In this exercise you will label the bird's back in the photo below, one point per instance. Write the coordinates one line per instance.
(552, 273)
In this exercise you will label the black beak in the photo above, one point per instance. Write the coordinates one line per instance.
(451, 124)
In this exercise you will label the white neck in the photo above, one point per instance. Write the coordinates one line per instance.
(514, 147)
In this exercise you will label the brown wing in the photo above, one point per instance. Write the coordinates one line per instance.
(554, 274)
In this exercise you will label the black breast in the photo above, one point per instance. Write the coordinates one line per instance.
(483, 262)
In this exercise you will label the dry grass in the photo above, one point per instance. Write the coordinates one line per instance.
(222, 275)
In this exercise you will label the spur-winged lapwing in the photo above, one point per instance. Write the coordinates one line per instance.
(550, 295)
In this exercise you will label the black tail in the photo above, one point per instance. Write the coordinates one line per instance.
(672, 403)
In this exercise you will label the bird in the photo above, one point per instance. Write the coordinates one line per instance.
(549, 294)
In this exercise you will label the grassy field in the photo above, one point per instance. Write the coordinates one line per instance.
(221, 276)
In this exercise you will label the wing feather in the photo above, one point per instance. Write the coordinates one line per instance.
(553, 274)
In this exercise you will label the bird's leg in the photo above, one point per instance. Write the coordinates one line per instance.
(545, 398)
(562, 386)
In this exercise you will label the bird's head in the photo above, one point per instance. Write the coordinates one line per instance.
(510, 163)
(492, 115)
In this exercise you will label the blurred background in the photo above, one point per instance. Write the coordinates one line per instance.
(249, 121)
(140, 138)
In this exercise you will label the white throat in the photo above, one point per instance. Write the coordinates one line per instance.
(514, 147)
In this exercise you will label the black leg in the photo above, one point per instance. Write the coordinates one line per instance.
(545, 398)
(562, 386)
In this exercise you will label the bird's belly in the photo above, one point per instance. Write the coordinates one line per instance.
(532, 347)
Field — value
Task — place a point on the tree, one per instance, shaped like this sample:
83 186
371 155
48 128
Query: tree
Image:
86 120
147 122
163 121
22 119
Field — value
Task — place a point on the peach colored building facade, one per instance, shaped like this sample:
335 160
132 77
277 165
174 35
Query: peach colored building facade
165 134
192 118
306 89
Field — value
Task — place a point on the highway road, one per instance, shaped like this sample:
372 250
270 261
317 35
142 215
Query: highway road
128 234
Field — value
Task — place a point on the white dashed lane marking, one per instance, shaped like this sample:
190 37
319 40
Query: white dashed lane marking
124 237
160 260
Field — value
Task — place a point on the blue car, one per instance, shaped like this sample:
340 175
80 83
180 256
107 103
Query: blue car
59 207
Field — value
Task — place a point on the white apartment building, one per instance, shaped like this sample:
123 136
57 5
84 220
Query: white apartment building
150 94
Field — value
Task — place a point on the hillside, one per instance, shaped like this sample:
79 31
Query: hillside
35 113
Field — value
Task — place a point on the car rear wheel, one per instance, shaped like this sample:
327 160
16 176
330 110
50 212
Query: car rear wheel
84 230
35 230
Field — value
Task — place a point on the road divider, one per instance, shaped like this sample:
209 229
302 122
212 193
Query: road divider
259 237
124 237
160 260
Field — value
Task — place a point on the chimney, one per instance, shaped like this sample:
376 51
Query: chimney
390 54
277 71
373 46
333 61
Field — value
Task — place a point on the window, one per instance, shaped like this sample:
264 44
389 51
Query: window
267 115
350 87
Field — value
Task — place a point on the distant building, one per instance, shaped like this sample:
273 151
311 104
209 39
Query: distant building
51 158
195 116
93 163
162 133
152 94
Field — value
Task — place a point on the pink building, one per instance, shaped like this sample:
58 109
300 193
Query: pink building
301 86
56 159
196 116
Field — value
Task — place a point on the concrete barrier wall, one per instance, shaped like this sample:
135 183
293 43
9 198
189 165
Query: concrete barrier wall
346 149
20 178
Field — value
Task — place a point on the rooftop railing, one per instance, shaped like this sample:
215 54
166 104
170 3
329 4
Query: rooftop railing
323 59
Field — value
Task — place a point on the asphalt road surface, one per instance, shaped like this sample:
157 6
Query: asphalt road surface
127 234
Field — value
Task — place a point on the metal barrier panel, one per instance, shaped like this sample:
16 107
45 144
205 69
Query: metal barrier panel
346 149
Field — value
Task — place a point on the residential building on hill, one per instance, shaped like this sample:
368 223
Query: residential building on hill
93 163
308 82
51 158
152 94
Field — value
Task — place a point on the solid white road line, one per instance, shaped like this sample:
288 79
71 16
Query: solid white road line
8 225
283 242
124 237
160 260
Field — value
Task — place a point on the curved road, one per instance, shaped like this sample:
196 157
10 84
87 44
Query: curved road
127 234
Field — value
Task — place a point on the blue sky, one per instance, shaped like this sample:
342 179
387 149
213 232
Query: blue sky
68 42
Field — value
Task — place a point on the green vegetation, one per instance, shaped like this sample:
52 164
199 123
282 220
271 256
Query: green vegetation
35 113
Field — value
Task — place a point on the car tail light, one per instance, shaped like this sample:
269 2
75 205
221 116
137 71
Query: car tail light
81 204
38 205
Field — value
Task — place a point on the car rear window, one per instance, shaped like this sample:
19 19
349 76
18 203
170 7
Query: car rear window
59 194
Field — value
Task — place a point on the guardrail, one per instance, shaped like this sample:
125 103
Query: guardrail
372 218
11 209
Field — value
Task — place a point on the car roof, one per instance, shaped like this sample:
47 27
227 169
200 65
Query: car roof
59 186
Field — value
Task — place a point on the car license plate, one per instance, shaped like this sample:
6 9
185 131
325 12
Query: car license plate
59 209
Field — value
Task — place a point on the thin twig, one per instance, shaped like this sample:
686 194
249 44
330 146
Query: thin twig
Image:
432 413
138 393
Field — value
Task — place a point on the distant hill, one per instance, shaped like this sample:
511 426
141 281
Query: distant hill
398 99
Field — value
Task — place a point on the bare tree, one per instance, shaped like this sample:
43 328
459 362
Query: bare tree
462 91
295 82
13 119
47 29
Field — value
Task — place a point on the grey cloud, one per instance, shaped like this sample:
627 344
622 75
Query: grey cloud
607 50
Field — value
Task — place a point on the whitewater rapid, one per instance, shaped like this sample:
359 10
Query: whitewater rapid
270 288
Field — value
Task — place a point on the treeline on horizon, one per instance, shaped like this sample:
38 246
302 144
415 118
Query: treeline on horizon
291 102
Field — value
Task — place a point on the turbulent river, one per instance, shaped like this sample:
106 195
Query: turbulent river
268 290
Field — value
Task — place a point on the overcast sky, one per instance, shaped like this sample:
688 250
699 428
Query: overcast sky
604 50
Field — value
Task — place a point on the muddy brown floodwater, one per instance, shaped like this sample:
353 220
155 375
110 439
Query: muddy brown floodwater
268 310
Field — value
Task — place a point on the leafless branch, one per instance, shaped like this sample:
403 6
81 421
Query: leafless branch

□ □ □ □

What the task asks:
How many lines in the listing contain the string "chimney"? Case counts. Reply with the number only.

Answer to the task:
2